_Reading passage_.
START

Hive UDFS functions

Table of Contents

In this article I will go through the process of configuring a UDF function for Hive.

Intro
#

Today i was going to use a simple sha256 function in Hive in order to mask a column and apparently in the latest Cloudera distribution the Shipped hive version doesn’t have that native function.

This article will explain how you can build a sha256 or other udfs function and add it in Hive.

Checking Cloudera Packages Version
#

Check the following URL in order to see the latest shipped package versions in Cloudera.

CDH 5.12 -> hive-1.1.0+cdh5.12.1+1197

Return Type	Name(Signature)	Description
string	sha2(string/binary, int)	Calculates the SHA-2 family of hash functions (SHA-224, SHA-256, SHA-384, and SHA-512) (as of Hive 1.3.0). The first argument is the string or binary to be hashed. The second argument indicates the desired bit length of the result, which must have a value of 224, 256, 384, 512, or 0 (which is equivalent to 256). SHA-224 is supported starting from Java 8. If either argument is NULL or the hash length is not one of the permitted values, the return value is NULL. Example: sha2(‘ABC’, 256) = ‘b5d4045c3f466fa91fe2cc6abe79232a1a57cdf104f7a26e716e0a1e2789df78’.

Full Version

Implement UDFS
#

this will server more as an exercise, one could create a more complex udf function. For the time being let’s create a GenericUDFSha2 based on existing hive 1.3.0 version

You code clone my repo with some udfs-utils here

The original code for hive version 1.3.0 is available in the repo

https://github.com/apache/hive/blob/master/ql/src/java/org/apache/hadoop/hive/ql/udf/generic/GenericUDFSha2.java

Let’s create the building structure

mkdir -p GenericUDFSha2/org/apache/hadoop/hive/ql/udf/generic
cd GenericUDFSha2

Let’s create a pom.xml file

<project xmlns="http://maven.apache.org/POM/4.0.0" xmlns:xsi="http://www.w3.org/2001/XMLSchema-instance"

END

_Complete the following_.
• a. From the Hive UDF article, reproduce word for word the passage from "Today i was" up to and including "versions in Cloudera.".
• b. Answer these questions using the Hive UDF article:
(i) Which Hive version is shipped with CDH 5.12?
(ii) Starting from which Java version is SHA-224 supported?
(iii) Which class does the article create, and on which Hive version is it based?

_Location labeling records_.
START

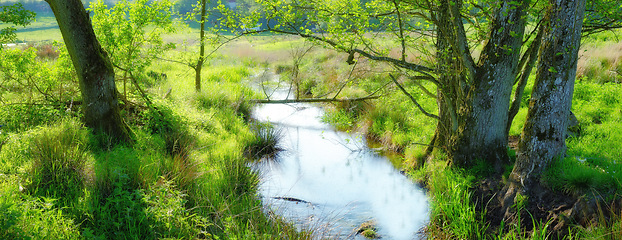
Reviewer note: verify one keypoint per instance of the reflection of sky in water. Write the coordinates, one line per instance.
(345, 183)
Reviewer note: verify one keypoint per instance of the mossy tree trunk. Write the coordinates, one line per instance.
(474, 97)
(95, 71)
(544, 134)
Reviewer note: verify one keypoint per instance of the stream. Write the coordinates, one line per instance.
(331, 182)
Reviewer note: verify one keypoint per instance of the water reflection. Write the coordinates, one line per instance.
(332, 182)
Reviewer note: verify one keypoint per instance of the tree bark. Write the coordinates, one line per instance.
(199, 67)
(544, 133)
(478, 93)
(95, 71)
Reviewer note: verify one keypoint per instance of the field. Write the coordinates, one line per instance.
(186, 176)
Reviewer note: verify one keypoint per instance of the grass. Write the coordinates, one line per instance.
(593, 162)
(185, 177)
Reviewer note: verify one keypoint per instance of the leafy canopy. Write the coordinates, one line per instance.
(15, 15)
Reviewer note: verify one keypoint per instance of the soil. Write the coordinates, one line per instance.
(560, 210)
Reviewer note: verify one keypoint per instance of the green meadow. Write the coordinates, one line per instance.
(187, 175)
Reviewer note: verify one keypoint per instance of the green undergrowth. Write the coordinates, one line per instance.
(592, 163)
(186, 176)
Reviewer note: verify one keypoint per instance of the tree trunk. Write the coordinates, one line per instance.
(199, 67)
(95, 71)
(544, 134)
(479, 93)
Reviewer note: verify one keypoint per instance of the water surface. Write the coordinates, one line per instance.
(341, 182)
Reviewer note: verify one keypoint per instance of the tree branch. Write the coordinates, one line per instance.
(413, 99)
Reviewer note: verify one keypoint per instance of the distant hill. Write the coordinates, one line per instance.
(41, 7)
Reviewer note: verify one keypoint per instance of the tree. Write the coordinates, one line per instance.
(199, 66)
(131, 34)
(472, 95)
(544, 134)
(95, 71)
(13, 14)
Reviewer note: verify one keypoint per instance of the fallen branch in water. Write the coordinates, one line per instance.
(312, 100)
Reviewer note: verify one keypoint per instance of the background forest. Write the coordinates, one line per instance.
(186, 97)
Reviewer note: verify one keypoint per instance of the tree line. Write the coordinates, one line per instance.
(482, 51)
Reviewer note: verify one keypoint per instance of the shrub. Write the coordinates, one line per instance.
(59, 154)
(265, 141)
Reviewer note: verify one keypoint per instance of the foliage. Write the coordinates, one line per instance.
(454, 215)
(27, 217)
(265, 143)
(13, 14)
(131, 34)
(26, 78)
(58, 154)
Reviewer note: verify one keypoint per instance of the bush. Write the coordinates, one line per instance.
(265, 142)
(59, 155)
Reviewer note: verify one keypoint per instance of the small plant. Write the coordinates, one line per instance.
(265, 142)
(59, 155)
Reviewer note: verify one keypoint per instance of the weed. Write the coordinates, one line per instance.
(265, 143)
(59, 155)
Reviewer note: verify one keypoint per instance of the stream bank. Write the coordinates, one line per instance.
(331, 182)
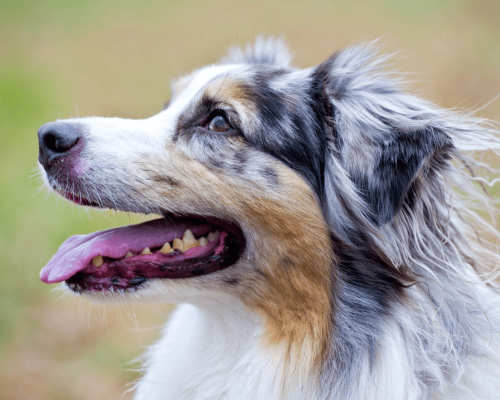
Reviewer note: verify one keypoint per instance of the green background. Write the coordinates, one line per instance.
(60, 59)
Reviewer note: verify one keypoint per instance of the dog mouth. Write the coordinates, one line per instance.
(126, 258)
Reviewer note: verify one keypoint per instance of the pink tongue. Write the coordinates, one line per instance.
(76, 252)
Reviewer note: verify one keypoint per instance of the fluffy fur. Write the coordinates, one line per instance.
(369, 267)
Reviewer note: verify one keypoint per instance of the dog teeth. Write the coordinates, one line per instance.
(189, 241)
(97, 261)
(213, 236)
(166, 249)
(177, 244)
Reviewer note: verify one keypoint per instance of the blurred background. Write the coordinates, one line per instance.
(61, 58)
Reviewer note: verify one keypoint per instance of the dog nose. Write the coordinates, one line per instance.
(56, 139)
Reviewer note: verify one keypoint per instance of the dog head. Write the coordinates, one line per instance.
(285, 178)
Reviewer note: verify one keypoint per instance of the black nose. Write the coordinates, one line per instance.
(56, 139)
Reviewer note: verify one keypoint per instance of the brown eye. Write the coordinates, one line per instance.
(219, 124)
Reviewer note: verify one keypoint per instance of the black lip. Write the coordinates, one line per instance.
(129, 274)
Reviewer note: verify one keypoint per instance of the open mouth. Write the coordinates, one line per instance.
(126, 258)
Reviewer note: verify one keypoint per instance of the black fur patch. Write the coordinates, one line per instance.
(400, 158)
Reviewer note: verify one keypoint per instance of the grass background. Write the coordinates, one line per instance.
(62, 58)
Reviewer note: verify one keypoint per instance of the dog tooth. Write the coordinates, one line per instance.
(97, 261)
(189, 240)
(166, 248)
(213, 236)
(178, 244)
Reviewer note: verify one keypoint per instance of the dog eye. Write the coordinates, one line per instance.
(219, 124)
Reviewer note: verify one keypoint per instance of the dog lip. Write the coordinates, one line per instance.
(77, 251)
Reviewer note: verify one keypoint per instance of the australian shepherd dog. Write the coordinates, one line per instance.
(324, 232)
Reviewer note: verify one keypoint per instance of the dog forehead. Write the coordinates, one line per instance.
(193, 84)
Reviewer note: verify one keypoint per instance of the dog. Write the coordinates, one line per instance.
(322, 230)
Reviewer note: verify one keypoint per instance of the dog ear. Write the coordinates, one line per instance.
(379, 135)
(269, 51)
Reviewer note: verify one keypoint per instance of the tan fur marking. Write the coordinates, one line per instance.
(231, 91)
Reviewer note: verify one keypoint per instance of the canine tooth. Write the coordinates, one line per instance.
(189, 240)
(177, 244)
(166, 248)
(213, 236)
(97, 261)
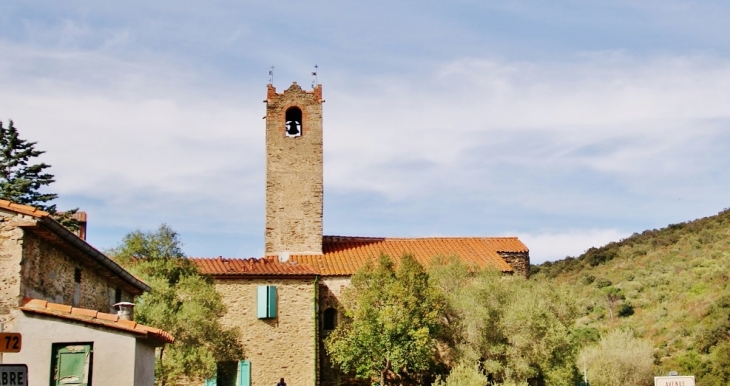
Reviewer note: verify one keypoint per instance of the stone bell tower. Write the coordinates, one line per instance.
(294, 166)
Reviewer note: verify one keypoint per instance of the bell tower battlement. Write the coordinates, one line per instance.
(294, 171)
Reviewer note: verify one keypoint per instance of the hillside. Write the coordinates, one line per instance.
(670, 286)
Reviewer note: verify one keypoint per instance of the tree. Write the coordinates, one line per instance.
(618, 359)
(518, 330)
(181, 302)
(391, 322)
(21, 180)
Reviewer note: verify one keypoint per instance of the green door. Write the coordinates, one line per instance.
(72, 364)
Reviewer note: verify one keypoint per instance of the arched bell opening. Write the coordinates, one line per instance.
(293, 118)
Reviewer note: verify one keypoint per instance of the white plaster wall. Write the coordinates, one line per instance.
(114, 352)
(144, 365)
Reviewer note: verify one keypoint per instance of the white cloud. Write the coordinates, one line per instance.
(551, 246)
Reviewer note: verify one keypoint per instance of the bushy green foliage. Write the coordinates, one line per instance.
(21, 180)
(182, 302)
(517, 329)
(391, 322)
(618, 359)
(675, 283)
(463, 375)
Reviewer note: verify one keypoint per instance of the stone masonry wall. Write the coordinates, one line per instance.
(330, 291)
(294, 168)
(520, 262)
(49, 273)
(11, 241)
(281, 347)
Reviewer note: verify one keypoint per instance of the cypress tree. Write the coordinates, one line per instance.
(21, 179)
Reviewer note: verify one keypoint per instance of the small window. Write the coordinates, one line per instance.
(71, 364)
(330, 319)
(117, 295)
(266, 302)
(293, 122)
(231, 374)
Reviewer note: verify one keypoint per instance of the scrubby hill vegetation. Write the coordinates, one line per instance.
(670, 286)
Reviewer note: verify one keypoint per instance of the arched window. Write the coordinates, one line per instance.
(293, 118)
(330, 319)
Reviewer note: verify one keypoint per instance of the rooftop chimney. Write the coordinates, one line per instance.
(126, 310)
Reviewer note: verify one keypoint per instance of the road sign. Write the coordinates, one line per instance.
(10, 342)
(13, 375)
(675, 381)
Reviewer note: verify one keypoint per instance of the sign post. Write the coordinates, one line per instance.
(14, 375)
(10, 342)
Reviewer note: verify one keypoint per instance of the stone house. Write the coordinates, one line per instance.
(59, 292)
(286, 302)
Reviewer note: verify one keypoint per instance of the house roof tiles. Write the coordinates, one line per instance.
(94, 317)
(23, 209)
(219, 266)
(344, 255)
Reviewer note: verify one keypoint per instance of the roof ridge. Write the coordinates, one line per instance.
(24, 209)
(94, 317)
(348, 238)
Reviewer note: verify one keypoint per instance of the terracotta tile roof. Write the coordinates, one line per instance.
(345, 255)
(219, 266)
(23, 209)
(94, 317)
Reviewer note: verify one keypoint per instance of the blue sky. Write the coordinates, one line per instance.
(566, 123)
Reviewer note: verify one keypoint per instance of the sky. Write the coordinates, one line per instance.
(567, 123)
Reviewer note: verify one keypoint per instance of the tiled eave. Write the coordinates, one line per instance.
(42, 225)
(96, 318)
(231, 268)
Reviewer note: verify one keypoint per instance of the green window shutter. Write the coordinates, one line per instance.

END

_Solutions below_.
• a.
Today i was going to use a simple sha256 function in Hive in order to mask a column and apparently in the latest Cloudera distribution the Shipped hive version doesn’t have that native function.

This article will explain how you can build a sha256 or other udfs function and add it in Hive.

Checking Cloudera Packages Version
#

Check the following URL in order to see the latest shipped package versions in Cloudera.

• b.
(i) hive-1.1.0+cdh5.12.1+1197
(ii) Java 8
(iii) GenericUDFSha2, based on Hive version 1.3.0